__Extracted information__.
*-*-*

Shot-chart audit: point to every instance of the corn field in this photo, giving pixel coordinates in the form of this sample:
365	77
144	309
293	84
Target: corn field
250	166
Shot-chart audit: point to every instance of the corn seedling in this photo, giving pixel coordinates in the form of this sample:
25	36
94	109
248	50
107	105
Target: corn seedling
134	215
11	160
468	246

*-*-*

__What to produce__.
Please copy out all of the material above, requests included, and offset each pixel coordinate listed after a "Target:" line by adding 19 to it. Keep the sample coordinates as they are.

__The answer__.
Shot-chart audit: point to every instance of the corn field in this photo, giving pixel coordinates in the form of this sample:
365	77
144	309
293	84
Target: corn field
269	185
Shot-chart audit: point to every instance of the corn seedling in this photo, giving pixel coordinates in the form of this sample:
25	36
94	109
248	50
107	105
Target: corn seedling
153	234
30	179
487	265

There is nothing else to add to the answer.